What you are asked to do:
Reproduce verbatim the lines of the records starting at the line that contains "Your task is straightforward. Given the image, detect tubular" and ending at the line that contains "top-left (532, 204), bottom-right (632, 401)", both included.

[Stored items]
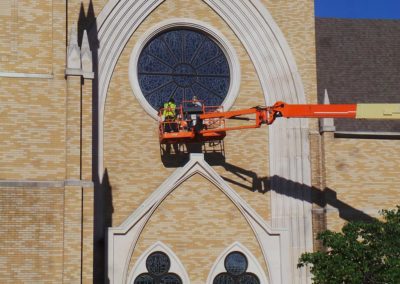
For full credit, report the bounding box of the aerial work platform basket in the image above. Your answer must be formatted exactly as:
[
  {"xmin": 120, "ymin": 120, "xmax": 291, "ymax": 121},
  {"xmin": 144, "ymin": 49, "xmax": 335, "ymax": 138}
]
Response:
[
  {"xmin": 159, "ymin": 100, "xmax": 400, "ymax": 144},
  {"xmin": 158, "ymin": 101, "xmax": 226, "ymax": 144}
]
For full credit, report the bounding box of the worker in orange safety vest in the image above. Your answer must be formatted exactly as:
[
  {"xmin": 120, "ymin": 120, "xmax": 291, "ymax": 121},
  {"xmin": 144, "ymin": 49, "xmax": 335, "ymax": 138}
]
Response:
[{"xmin": 163, "ymin": 98, "xmax": 177, "ymax": 132}]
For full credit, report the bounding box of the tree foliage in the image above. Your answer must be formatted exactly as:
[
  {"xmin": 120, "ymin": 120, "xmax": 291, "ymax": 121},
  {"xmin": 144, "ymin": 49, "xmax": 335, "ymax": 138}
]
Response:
[{"xmin": 297, "ymin": 206, "xmax": 400, "ymax": 284}]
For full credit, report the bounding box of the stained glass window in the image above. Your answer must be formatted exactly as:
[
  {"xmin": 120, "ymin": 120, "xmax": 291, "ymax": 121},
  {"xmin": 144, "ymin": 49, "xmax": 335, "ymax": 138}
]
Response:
[
  {"xmin": 137, "ymin": 29, "xmax": 230, "ymax": 110},
  {"xmin": 134, "ymin": 251, "xmax": 182, "ymax": 284}
]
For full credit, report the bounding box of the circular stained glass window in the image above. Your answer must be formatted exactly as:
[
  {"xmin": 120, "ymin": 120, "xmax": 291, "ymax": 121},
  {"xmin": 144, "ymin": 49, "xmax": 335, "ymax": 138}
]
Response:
[
  {"xmin": 213, "ymin": 251, "xmax": 260, "ymax": 284},
  {"xmin": 134, "ymin": 251, "xmax": 182, "ymax": 284},
  {"xmin": 225, "ymin": 251, "xmax": 247, "ymax": 275},
  {"xmin": 146, "ymin": 251, "xmax": 171, "ymax": 275},
  {"xmin": 137, "ymin": 29, "xmax": 230, "ymax": 110}
]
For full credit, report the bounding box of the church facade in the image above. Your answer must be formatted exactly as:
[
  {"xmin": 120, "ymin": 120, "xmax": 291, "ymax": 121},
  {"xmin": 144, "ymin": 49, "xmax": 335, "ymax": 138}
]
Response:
[{"xmin": 0, "ymin": 0, "xmax": 400, "ymax": 283}]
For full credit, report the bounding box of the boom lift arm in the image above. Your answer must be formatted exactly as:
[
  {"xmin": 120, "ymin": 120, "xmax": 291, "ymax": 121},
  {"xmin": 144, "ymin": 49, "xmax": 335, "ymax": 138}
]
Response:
[
  {"xmin": 160, "ymin": 102, "xmax": 400, "ymax": 143},
  {"xmin": 200, "ymin": 101, "xmax": 400, "ymax": 133}
]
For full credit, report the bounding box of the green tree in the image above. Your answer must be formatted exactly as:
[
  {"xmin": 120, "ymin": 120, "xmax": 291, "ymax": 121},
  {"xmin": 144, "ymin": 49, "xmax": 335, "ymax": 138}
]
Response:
[{"xmin": 297, "ymin": 206, "xmax": 400, "ymax": 284}]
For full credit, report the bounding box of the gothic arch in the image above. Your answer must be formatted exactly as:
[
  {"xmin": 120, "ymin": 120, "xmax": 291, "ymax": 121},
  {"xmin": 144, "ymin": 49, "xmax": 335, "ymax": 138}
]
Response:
[
  {"xmin": 108, "ymin": 154, "xmax": 291, "ymax": 284},
  {"xmin": 97, "ymin": 0, "xmax": 312, "ymax": 283}
]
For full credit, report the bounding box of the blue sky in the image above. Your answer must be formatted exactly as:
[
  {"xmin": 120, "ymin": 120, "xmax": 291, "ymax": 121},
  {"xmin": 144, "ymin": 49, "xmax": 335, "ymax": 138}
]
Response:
[{"xmin": 315, "ymin": 0, "xmax": 400, "ymax": 19}]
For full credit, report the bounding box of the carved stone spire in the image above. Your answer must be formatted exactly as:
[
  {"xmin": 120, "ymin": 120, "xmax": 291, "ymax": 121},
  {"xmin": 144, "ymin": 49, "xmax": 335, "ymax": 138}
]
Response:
[
  {"xmin": 81, "ymin": 30, "xmax": 93, "ymax": 74},
  {"xmin": 66, "ymin": 24, "xmax": 81, "ymax": 70}
]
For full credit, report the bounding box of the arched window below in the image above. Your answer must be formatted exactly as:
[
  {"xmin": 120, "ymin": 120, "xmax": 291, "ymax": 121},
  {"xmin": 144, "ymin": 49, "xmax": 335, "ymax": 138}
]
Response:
[
  {"xmin": 213, "ymin": 251, "xmax": 260, "ymax": 284},
  {"xmin": 134, "ymin": 251, "xmax": 182, "ymax": 284}
]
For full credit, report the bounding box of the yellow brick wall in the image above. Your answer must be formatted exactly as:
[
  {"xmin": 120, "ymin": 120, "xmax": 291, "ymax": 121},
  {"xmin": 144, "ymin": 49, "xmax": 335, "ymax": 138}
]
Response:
[
  {"xmin": 0, "ymin": 1, "xmax": 67, "ymax": 180},
  {"xmin": 104, "ymin": 0, "xmax": 270, "ymax": 229},
  {"xmin": 0, "ymin": 188, "xmax": 64, "ymax": 283},
  {"xmin": 130, "ymin": 174, "xmax": 268, "ymax": 283},
  {"xmin": 0, "ymin": 0, "xmax": 54, "ymax": 74},
  {"xmin": 324, "ymin": 133, "xmax": 400, "ymax": 230}
]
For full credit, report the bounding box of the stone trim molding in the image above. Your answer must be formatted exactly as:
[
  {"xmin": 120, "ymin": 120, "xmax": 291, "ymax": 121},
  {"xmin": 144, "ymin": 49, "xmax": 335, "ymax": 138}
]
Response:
[
  {"xmin": 129, "ymin": 18, "xmax": 241, "ymax": 120},
  {"xmin": 127, "ymin": 241, "xmax": 190, "ymax": 284},
  {"xmin": 108, "ymin": 154, "xmax": 292, "ymax": 284},
  {"xmin": 0, "ymin": 180, "xmax": 94, "ymax": 189},
  {"xmin": 0, "ymin": 71, "xmax": 54, "ymax": 79},
  {"xmin": 97, "ymin": 0, "xmax": 313, "ymax": 283},
  {"xmin": 206, "ymin": 242, "xmax": 270, "ymax": 284}
]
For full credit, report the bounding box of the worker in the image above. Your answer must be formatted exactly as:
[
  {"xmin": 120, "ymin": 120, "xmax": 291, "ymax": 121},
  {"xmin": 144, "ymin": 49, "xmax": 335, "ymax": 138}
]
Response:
[
  {"xmin": 190, "ymin": 96, "xmax": 203, "ymax": 130},
  {"xmin": 162, "ymin": 98, "xmax": 178, "ymax": 132}
]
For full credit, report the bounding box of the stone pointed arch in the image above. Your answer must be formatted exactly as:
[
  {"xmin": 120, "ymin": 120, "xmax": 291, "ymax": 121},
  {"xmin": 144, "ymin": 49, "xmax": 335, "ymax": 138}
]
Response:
[
  {"xmin": 206, "ymin": 242, "xmax": 270, "ymax": 284},
  {"xmin": 97, "ymin": 0, "xmax": 312, "ymax": 283},
  {"xmin": 108, "ymin": 154, "xmax": 291, "ymax": 283}
]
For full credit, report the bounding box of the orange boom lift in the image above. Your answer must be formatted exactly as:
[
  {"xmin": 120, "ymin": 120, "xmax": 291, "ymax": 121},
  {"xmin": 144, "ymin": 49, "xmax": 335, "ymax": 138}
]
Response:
[{"xmin": 159, "ymin": 102, "xmax": 400, "ymax": 144}]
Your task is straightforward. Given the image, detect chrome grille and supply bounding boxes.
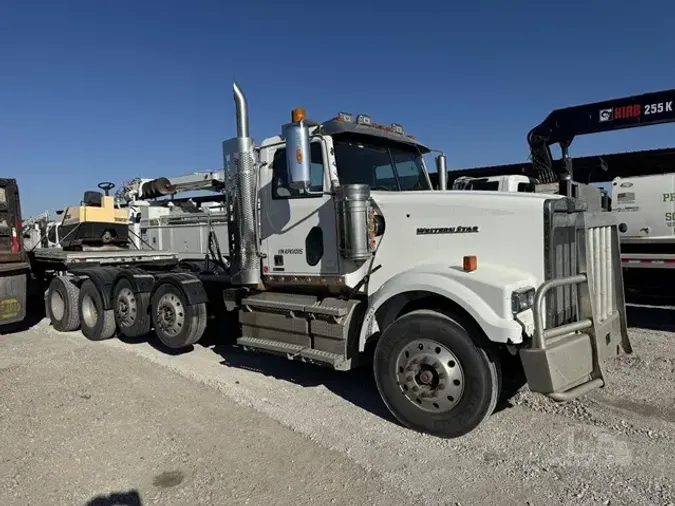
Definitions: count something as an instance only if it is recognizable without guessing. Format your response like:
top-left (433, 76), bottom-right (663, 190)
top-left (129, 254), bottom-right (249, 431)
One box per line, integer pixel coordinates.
top-left (544, 210), bottom-right (578, 327)
top-left (586, 225), bottom-right (616, 321)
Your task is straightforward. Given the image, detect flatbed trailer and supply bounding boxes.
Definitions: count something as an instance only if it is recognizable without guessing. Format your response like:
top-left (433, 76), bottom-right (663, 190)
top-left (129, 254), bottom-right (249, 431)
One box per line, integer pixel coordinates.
top-left (29, 248), bottom-right (203, 270)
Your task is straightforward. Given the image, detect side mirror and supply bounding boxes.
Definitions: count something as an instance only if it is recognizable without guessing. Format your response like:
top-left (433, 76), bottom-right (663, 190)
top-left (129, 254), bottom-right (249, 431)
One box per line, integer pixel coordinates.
top-left (436, 153), bottom-right (448, 191)
top-left (283, 109), bottom-right (311, 190)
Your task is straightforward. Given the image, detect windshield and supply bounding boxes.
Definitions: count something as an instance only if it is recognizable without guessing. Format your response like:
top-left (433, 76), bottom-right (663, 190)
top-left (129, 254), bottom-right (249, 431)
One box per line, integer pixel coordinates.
top-left (334, 139), bottom-right (431, 191)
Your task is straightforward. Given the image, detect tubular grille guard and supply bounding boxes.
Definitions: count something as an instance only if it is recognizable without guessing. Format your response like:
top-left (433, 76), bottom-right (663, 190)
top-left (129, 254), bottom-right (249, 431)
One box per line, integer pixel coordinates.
top-left (532, 204), bottom-right (632, 401)
top-left (544, 199), bottom-right (624, 327)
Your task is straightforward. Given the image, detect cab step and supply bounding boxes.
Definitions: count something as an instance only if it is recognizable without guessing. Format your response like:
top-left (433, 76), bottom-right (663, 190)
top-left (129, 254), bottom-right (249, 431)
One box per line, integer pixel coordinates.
top-left (237, 337), bottom-right (351, 371)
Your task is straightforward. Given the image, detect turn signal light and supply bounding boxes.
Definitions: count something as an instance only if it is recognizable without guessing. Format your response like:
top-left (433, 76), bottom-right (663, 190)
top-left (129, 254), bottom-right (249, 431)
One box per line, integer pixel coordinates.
top-left (462, 255), bottom-right (478, 272)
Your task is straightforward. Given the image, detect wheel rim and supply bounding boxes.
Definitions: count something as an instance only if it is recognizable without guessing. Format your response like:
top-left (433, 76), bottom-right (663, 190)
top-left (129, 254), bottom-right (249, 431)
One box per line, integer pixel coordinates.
top-left (49, 290), bottom-right (66, 320)
top-left (82, 295), bottom-right (98, 328)
top-left (396, 339), bottom-right (464, 413)
top-left (157, 293), bottom-right (185, 336)
top-left (115, 288), bottom-right (138, 327)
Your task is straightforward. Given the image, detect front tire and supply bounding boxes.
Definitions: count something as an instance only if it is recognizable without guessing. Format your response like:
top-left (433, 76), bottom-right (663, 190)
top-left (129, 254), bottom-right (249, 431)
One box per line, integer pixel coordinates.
top-left (80, 279), bottom-right (115, 341)
top-left (373, 310), bottom-right (501, 438)
top-left (151, 283), bottom-right (207, 349)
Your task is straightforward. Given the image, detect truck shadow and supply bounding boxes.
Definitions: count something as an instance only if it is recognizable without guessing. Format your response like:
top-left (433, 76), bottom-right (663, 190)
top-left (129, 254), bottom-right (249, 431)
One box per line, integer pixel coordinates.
top-left (86, 490), bottom-right (143, 506)
top-left (626, 302), bottom-right (675, 332)
top-left (209, 343), bottom-right (398, 424)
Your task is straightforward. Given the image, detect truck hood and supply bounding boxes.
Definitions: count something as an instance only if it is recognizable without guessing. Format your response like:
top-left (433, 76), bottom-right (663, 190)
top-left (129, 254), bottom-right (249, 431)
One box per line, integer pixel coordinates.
top-left (360, 191), bottom-right (564, 290)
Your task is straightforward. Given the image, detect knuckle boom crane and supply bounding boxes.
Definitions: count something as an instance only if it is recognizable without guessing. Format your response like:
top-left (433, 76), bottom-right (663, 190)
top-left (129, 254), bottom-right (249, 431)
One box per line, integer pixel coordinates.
top-left (527, 89), bottom-right (675, 190)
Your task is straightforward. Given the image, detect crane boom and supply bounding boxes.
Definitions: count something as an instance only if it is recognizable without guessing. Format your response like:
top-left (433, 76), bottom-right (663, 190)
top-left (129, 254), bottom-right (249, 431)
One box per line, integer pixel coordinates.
top-left (117, 170), bottom-right (225, 202)
top-left (527, 89), bottom-right (675, 183)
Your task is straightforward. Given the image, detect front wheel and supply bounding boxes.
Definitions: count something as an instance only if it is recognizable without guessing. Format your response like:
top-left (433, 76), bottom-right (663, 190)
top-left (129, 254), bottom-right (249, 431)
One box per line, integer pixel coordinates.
top-left (373, 310), bottom-right (501, 438)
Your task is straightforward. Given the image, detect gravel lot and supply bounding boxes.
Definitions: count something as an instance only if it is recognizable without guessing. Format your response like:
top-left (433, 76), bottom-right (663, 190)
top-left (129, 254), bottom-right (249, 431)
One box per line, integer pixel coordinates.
top-left (0, 304), bottom-right (675, 505)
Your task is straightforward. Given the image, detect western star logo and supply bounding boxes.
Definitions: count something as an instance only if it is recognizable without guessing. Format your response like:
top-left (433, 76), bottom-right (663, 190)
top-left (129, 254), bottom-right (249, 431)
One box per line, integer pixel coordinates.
top-left (417, 226), bottom-right (478, 235)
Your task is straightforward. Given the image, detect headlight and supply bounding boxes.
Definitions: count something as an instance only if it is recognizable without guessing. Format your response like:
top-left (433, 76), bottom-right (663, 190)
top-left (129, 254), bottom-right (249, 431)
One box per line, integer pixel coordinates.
top-left (511, 288), bottom-right (535, 313)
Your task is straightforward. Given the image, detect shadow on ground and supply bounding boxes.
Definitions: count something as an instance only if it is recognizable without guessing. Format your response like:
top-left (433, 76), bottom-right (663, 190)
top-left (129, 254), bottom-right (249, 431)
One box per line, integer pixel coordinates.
top-left (626, 304), bottom-right (675, 332)
top-left (120, 323), bottom-right (524, 425)
top-left (86, 490), bottom-right (143, 506)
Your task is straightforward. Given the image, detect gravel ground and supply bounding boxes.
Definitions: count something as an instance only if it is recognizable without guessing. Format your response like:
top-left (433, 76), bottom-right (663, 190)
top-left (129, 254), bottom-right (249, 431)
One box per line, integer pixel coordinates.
top-left (0, 306), bottom-right (675, 506)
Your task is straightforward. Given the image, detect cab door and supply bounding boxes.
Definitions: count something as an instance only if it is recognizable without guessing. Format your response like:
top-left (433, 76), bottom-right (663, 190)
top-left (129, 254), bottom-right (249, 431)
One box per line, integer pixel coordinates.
top-left (261, 139), bottom-right (339, 276)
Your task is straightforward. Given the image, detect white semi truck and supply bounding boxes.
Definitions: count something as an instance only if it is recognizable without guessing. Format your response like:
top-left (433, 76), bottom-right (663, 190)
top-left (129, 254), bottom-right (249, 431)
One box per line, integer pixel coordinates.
top-left (18, 84), bottom-right (631, 437)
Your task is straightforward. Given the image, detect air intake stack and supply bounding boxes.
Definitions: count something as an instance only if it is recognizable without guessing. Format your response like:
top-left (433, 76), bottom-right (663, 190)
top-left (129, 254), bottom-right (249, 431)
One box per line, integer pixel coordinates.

Answer to the task:
Your task is straightforward. Given the image, detect tubular grille guard and supply bounding boxes.
Definitions: count something as an instance only if it is recognizable without guessing. Format your response like:
top-left (433, 76), bottom-right (663, 190)
top-left (129, 254), bottom-right (249, 431)
One box per line, integer pixel coordinates.
top-left (532, 204), bottom-right (632, 401)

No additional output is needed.